■ Work instructions ■
Each record, in full, must be restated word for word.
========
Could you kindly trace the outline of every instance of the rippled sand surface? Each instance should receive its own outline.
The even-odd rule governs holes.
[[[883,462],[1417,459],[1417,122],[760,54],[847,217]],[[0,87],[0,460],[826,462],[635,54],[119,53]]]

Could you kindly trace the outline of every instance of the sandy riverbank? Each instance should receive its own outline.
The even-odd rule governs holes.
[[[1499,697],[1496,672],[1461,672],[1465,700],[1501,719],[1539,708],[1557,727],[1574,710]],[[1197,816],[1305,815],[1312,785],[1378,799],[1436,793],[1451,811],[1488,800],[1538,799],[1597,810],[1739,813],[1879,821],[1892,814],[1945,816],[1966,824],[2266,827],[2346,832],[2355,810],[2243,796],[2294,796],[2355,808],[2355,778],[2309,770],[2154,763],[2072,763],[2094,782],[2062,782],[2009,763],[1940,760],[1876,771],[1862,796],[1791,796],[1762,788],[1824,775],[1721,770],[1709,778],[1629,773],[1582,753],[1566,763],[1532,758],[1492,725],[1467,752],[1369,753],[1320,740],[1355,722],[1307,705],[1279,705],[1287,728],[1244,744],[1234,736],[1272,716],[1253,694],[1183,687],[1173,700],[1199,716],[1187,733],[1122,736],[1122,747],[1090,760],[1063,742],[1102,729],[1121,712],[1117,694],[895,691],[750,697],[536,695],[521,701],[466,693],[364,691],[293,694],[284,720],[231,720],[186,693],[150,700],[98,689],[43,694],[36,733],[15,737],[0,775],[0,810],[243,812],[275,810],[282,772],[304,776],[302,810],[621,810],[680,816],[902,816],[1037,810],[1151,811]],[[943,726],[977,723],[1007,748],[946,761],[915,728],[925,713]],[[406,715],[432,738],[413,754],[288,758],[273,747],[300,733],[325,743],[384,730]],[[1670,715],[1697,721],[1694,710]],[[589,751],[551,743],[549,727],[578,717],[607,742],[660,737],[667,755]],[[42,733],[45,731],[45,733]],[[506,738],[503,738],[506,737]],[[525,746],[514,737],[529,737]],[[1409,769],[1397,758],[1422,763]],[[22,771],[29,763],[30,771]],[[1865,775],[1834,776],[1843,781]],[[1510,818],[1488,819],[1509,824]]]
========
■ Solution for this exercise ■
Could you kindly trace the outline of every instance of the rippled sand surface? Each instance should receive its own outline.
The even-odd rule governs holes.
[[[883,462],[1417,459],[1417,122],[760,54],[847,217]],[[0,87],[0,460],[826,462],[635,54],[119,53]]]

Could you kindly trace the outline of every instance of the sandy riverbank? Each instance should receive its own outline.
The even-odd rule governs holes.
[[[1499,697],[1496,672],[1461,672],[1465,700],[1501,719],[1539,708],[1557,727],[1574,710]],[[1197,816],[1305,815],[1312,785],[1378,799],[1436,793],[1451,811],[1488,800],[1538,799],[1597,810],[1739,813],[1879,821],[1892,814],[1945,816],[1966,824],[2266,827],[2346,832],[2355,810],[2243,796],[2294,796],[2355,808],[2355,778],[2309,770],[2154,763],[2072,763],[2094,782],[2062,782],[2009,763],[1940,760],[1876,771],[1862,796],[1791,796],[1762,788],[1824,775],[1721,770],[1709,778],[1629,773],[1582,753],[1566,763],[1532,758],[1492,725],[1467,752],[1369,753],[1320,740],[1355,722],[1307,705],[1279,705],[1287,728],[1244,744],[1234,736],[1272,716],[1253,694],[1183,687],[1173,700],[1199,716],[1187,733],[1122,736],[1122,747],[1090,760],[1063,742],[1102,729],[1121,712],[1117,694],[895,691],[750,697],[536,695],[521,701],[466,693],[364,691],[293,694],[284,720],[231,720],[186,693],[150,700],[98,689],[43,694],[36,733],[15,737],[0,775],[0,810],[243,812],[275,810],[282,772],[304,776],[302,810],[621,810],[680,816],[902,816],[1037,810],[1151,811]],[[943,726],[977,723],[1007,748],[946,761],[915,728],[925,713]],[[406,715],[432,738],[413,754],[288,758],[273,747],[300,733],[325,743],[384,730]],[[1670,715],[1697,721],[1694,710]],[[589,751],[551,743],[549,727],[578,717],[607,742],[660,737],[667,755]],[[42,733],[45,731],[45,733]],[[506,738],[503,738],[506,737]],[[525,746],[514,737],[529,737]],[[1409,769],[1397,758],[1422,763]],[[22,771],[29,763],[30,771]],[[1865,775],[1834,776],[1843,781]],[[1510,818],[1488,819],[1509,824]]]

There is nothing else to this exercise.